> [Exercise brief]
Those lines of the data that hold the word "below" are to be copied out.

Referring expression pointing data
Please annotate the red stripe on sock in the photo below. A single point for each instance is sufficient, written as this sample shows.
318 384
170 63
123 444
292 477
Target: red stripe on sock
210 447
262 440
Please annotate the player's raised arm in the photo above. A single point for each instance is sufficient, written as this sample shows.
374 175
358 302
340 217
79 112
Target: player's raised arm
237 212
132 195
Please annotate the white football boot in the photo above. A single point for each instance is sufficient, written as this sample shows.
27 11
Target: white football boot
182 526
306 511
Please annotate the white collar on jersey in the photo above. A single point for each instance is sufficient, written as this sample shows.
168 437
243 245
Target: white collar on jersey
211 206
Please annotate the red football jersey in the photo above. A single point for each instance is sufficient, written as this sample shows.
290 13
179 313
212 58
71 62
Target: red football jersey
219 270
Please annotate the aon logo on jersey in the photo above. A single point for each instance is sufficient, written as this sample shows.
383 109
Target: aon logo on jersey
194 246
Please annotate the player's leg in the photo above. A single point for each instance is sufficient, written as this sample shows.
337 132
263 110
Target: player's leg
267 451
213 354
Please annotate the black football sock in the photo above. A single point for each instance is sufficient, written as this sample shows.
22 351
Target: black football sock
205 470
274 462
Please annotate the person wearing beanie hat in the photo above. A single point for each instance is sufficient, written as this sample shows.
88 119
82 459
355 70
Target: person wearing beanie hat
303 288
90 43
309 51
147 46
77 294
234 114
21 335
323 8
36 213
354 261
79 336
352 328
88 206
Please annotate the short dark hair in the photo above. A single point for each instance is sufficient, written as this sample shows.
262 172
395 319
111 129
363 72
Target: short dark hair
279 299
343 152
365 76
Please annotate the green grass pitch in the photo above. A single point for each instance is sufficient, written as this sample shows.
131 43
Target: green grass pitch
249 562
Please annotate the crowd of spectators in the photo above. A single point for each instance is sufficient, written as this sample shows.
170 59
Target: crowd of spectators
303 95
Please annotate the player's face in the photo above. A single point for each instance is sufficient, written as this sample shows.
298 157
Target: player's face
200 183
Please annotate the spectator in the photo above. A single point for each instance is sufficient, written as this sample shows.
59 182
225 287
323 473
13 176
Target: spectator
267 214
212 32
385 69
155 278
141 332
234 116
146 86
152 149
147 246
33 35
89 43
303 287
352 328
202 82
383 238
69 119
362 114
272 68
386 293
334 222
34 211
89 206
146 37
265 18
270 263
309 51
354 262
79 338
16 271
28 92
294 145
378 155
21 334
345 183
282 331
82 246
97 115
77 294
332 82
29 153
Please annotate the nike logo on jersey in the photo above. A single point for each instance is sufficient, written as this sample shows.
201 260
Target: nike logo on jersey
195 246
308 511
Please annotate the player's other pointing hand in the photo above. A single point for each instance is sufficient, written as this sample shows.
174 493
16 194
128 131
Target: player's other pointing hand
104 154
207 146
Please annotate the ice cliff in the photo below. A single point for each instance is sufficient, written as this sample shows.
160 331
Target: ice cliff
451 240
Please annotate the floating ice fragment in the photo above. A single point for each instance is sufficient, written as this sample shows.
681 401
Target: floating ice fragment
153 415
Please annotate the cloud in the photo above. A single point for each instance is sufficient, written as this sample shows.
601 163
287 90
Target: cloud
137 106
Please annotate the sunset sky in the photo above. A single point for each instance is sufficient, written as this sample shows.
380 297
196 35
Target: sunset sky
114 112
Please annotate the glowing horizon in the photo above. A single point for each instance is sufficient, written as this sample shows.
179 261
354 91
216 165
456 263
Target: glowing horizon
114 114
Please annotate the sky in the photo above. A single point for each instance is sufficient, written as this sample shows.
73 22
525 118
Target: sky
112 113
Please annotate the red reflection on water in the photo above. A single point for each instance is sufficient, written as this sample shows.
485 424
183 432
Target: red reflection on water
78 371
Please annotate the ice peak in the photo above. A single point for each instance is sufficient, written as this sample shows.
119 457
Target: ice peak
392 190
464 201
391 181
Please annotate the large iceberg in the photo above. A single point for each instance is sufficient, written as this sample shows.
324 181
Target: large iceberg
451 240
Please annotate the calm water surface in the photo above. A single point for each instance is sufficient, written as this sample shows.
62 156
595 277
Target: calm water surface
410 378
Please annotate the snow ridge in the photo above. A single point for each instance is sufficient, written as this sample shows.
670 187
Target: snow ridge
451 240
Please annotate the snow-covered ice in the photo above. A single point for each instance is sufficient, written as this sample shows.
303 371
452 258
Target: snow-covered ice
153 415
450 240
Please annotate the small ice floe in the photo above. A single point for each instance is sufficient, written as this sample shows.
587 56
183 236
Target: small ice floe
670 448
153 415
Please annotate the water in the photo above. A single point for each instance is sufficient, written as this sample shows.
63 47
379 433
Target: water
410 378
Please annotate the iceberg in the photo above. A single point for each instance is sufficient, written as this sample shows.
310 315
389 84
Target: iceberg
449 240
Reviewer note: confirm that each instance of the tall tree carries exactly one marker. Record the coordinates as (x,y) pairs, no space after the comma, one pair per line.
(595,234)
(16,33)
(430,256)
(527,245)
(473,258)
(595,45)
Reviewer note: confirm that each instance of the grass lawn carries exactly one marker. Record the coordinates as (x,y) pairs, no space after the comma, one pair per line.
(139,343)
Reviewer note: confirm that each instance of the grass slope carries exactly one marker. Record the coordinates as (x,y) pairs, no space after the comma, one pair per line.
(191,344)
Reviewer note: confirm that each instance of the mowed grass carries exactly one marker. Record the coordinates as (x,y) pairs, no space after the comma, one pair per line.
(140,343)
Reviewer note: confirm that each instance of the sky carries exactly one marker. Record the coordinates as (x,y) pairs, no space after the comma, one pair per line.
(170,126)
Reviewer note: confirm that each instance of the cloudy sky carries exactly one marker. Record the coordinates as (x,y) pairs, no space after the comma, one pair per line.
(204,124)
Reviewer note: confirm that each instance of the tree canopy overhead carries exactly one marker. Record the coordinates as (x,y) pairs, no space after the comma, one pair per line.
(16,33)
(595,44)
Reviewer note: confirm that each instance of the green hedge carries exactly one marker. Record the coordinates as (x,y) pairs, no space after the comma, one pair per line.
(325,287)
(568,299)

> [Output for this task]
Please annotate the red stripe on sock in the photo below. A single point for each instance is sufficient, written as this sample shows.
Please annotate the ice cliff in the photo below. A single point for each instance is sufficient, written as this sample shows.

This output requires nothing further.